### Task 1
Reproduce the listing word for word, from its very first line down through the line that contains "task: trace the outline of every instance of the mossy", including both of those lines.

In the Burdujeni neighborhood and the industrial platform nearby (where the SV2 station is located), advection charges the air volumes with numerous condensation nuclei and, when they pass above the Suceava River, the air is charged with moisture. The escalation of the steeper right slope of the Suceava River valley causes this volume of air with large amounts of condensation nuclei and vapors to be entrained in a light orographic convection, able to generate in the medium and long term the surplus of precipitation that is recorded in the Zamca–Mărășești neighborhoods on the higher plateau of Suceava city, on which the SV1 station is located. The topographical profile given by the constructions in the Zamca–Mărășești neighborhoods contributes to the enhancement of the convective–orographic processes. From SV1, the air descends slightly and heats up from the active urban surface and from the adiabatic transformation toward the SWS, the consequence of these processes being the important decrease in the amount of precipitation.
Another particularity of the local rainfalls, detected when analyzing the hourly data, is that the precipitation starts in the northern half of the researched area (SV2) 2 h earlier, and in its center (SV1), 1 h earlier than in the southern extremity, at SWS. Instead, the precipitation lasts 1–3 h later at SWS compared to SV2 and SV1. Therefore, the territorial pattern of the propagation of precipitation unfolds with a time lag from the N to the city center and to the S (where it starts later but lasts 1–3 h after the precipitation stopped in the rest of the city).
By analyzing the number of precipitation days at the stations with daily data (SWS, SGS, SV1, SV2), we found that, out of 731 days in 2020 and 2021, precipitation fell on at least one point out of the four analyzed on 405 days (55.4% of interval days). Of the 405 days with precipitation, in 119 days (29.1%) the precipitation was recorded in only one point, in 72 days (17.8%) in two points, in 109 days (26.8) in three points out of four, and in 106 days (23.2%) in all analyzed points. The differentiated number of days with precipitation in these four considered points is an element that shows how important local factors are in generating these pluviometric differentiations.
On the right side of the Suceava River, we placed six monitoring points and, on the left side, we placed another six points (
Figure 2), in such a way that we can obtain, with great precision, the air temperature distribution on one side and the other of the mentioned river. From the analysis of all 12 temperature time series (
Figure 9), we note that the outskirts of the city—at SWS and SIL—have the lowest temperature values. The altitudinal position, the grassy surface and the surrounding forest give the two locations the status of cooler areas. We note the existence of a first urban heat island (UHI1) located in the southern half of the city (SCO, SV1, CCO), whose heat thermal gain is within the limits of 0.8–1.0 °C compared to SWS, which was taken as a landmark. A second urban heat island (UHI2), better highlighted than the previous one (with a thermal increase of 0.7–1.3 °C compared to SWS), is in the northern half of the city (AMB, SV2, BUO, BUS).

### Data listing
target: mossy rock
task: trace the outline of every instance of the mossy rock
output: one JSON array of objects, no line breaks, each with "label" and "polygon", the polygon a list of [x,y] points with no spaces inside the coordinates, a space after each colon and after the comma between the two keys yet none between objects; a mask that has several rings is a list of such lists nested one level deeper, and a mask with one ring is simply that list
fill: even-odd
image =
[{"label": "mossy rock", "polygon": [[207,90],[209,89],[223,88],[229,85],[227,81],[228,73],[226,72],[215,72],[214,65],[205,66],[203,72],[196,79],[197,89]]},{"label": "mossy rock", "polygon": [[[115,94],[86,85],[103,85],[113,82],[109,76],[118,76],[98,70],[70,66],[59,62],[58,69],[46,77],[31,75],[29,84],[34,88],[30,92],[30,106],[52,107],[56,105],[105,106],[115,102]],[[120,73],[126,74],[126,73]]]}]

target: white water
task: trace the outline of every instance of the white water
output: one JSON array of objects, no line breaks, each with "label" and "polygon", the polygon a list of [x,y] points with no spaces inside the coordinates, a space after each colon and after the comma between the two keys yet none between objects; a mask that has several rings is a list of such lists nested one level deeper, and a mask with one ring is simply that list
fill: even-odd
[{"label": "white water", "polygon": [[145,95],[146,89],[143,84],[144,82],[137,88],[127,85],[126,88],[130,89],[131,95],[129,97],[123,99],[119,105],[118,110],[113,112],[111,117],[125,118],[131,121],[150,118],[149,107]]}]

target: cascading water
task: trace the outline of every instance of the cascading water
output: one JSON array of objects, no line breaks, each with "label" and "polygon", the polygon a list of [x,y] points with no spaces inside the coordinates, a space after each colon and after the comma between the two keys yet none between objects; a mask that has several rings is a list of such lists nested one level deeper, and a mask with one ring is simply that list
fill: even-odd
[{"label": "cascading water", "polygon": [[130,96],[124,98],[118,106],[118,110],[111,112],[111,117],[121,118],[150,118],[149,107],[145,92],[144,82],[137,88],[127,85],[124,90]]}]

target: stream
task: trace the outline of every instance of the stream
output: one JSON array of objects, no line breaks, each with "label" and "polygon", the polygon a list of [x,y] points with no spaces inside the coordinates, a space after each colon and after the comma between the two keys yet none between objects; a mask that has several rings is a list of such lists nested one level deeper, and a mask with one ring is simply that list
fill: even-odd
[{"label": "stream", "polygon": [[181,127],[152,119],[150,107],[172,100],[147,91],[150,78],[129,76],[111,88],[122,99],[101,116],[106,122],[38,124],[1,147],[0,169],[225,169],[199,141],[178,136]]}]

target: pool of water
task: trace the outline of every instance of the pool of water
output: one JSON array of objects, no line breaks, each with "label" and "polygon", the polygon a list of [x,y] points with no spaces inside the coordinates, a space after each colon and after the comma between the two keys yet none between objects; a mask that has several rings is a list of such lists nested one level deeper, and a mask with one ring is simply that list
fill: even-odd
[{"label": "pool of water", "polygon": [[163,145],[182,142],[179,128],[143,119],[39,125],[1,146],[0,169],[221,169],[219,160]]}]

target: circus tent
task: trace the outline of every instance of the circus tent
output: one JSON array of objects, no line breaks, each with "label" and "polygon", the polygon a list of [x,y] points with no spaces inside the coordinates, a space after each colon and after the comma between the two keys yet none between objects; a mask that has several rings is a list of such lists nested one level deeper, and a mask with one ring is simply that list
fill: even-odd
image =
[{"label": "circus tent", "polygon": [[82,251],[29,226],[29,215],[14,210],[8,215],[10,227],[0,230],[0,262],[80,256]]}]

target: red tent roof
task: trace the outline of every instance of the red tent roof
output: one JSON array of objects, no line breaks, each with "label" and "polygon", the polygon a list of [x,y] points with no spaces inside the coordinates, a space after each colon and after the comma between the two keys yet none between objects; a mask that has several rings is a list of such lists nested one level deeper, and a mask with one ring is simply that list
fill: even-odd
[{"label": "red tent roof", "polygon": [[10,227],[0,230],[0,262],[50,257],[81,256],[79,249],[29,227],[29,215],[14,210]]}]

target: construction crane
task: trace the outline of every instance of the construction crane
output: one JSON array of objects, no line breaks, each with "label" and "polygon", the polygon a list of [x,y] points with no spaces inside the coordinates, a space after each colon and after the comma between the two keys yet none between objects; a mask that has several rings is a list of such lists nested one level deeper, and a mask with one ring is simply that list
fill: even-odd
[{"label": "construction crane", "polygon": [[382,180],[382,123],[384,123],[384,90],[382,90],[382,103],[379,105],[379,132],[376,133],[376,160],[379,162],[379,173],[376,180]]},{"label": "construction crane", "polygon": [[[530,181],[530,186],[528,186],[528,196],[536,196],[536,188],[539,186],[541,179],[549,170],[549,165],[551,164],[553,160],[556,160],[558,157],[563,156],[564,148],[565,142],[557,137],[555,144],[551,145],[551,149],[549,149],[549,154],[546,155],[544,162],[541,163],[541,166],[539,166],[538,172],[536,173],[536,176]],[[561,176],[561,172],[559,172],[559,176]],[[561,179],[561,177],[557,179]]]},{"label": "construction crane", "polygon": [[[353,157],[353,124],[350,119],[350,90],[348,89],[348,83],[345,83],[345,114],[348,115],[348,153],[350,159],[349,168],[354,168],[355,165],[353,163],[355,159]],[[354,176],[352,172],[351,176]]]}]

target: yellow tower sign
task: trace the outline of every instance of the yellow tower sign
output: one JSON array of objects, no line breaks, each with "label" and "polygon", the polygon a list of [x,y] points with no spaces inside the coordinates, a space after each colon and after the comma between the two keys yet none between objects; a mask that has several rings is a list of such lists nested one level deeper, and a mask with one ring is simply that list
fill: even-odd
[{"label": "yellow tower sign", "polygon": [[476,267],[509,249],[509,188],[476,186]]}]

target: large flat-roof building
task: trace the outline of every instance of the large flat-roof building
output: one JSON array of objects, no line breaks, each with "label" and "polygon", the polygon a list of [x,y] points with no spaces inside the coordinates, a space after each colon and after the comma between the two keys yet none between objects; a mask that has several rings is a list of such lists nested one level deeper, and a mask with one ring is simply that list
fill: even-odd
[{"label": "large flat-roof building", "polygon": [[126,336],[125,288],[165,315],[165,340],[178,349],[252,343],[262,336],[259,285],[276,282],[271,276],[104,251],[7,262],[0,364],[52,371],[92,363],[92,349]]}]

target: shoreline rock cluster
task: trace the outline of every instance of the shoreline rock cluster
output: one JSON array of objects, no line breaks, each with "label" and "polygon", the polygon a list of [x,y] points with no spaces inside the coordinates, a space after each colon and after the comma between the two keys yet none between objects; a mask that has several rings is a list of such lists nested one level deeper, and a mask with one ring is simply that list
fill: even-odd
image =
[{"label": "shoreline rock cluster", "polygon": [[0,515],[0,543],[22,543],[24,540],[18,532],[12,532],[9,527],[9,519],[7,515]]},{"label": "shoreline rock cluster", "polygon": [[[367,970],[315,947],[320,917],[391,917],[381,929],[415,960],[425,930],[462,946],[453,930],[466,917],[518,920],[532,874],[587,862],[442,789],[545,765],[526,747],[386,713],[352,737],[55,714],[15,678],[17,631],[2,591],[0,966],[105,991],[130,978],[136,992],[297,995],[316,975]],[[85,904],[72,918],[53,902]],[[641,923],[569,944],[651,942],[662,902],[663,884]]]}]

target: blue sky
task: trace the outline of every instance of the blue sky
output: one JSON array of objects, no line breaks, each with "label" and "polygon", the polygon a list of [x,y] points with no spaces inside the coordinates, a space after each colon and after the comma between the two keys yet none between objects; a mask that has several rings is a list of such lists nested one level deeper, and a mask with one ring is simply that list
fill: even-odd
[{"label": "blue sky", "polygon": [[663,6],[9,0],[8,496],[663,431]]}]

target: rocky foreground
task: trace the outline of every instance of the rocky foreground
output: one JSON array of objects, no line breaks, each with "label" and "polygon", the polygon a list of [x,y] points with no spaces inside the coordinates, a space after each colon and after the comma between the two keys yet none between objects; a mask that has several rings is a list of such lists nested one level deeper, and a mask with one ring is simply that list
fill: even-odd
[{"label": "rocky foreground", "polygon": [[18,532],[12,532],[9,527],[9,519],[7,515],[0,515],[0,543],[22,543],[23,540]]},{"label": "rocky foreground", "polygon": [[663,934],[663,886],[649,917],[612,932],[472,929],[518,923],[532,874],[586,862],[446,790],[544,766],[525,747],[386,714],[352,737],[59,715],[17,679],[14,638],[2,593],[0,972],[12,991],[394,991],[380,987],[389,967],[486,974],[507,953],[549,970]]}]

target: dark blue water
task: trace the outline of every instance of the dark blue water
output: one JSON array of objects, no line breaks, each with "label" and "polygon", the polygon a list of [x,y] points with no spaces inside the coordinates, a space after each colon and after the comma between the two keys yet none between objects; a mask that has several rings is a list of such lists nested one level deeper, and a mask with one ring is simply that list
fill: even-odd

### Task 2
In the passage on Suceava's rainfall, condense the paragraph beginning "Another particularity of the local rainfalls" into a short bulleted list that keeps its main facts.

### Full answer 1
target: mossy rock
task: trace the outline of every instance of the mossy rock

### Full answer 2
- Hourly data show that precipitation starts 2 h earlier at SV2, in the northern half of the area, than at SWS in the south.
- At SV1, in the center, it starts 1 h earlier than at SWS.
- At SWS, precipitation lasts 1–3 h longer than at SV2 and SV1.
- Precipitation therefore spreads with a time lag from the north to the city center and then to the south, where it starts later but continues 1–3 h after it has stopped elsewhere in the city.